** MATERIAL FOR THE TASK **
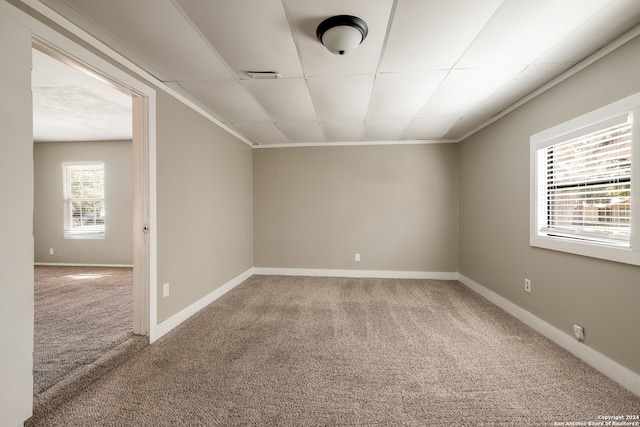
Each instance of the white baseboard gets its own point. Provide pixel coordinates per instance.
(381, 274)
(166, 325)
(66, 264)
(618, 373)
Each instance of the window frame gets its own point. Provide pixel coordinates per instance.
(68, 231)
(538, 208)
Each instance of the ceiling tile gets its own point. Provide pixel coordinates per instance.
(341, 98)
(343, 130)
(521, 31)
(252, 35)
(402, 95)
(306, 15)
(230, 101)
(435, 127)
(520, 86)
(163, 38)
(463, 90)
(302, 131)
(384, 130)
(617, 18)
(465, 125)
(283, 99)
(262, 133)
(433, 34)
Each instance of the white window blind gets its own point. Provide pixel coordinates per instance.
(83, 191)
(586, 184)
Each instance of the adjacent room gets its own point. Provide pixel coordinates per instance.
(389, 212)
(83, 235)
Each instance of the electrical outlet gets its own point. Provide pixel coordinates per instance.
(165, 290)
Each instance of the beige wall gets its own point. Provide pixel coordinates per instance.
(16, 224)
(117, 246)
(567, 289)
(205, 205)
(315, 207)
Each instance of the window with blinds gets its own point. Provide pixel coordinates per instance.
(587, 185)
(83, 191)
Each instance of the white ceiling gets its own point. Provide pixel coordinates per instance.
(70, 105)
(428, 70)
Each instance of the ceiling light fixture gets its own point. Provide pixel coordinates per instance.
(342, 34)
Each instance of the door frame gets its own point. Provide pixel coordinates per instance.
(144, 172)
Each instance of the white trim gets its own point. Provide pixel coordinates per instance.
(63, 22)
(357, 143)
(156, 331)
(547, 137)
(73, 264)
(377, 274)
(612, 369)
(597, 55)
(50, 38)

** WHAT YOU SHOULD DO **
The span to print begins at the line containing "Each instance of the white ceiling" and ends at the final line of the entries; print it exactly and print nothing else.

** RESULT OF THIS TASK **
Each instance of the white ceiling gets its own point. Provide pixel coordinates per instance.
(70, 105)
(428, 70)
Each instance of the ceiling light fixture gets its own point. Provide pixel coordinates per instance.
(342, 34)
Each instance of the door frame gets its own point. Provide pixel coordinates per instance.
(144, 172)
Each instance of the white trim gets its own point. Provide pixel coordinates per instance.
(63, 22)
(357, 143)
(156, 331)
(547, 137)
(73, 264)
(377, 274)
(612, 369)
(597, 55)
(50, 38)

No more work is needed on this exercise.